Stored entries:

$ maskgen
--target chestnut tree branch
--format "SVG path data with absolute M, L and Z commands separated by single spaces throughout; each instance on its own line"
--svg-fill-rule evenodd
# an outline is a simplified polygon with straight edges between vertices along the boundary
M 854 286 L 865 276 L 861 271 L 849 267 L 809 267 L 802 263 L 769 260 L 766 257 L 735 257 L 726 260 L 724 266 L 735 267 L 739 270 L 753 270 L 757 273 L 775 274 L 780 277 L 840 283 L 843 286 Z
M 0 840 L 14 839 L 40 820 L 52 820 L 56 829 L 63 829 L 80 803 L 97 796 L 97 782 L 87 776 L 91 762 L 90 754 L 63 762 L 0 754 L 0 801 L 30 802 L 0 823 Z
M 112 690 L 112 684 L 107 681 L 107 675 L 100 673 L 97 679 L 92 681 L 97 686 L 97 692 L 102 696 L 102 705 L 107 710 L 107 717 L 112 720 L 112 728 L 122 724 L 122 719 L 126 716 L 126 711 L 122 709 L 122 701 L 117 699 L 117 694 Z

• [Directions for this task]
The answer must be the same records, repeated exactly and in full.

• [Answer section]
$ maskgen
--target chestnut tree branch
--format "SVG path data with absolute M, L and Z commands separated by single spaces throughout; each instance on its own line"
--svg-fill-rule evenodd
# an outline is a simplified polygon with straight edges between vertices along the boundary
M 854 286 L 865 276 L 861 271 L 849 267 L 809 267 L 802 263 L 769 260 L 766 257 L 735 257 L 726 260 L 724 266 L 735 267 L 739 270 L 753 270 L 757 273 L 775 274 L 780 277 L 840 283 L 843 286 Z
M 0 840 L 14 839 L 40 820 L 52 820 L 56 829 L 63 829 L 80 803 L 97 796 L 97 782 L 87 776 L 91 762 L 90 754 L 63 762 L 0 754 L 0 801 L 30 802 L 0 823 Z
M 112 690 L 112 684 L 107 681 L 107 675 L 100 673 L 97 679 L 92 681 L 97 686 L 97 692 L 102 696 L 102 705 L 107 710 L 107 717 L 112 720 L 112 728 L 122 724 L 122 719 L 126 716 L 126 711 L 122 709 L 122 701 L 117 699 L 117 694 Z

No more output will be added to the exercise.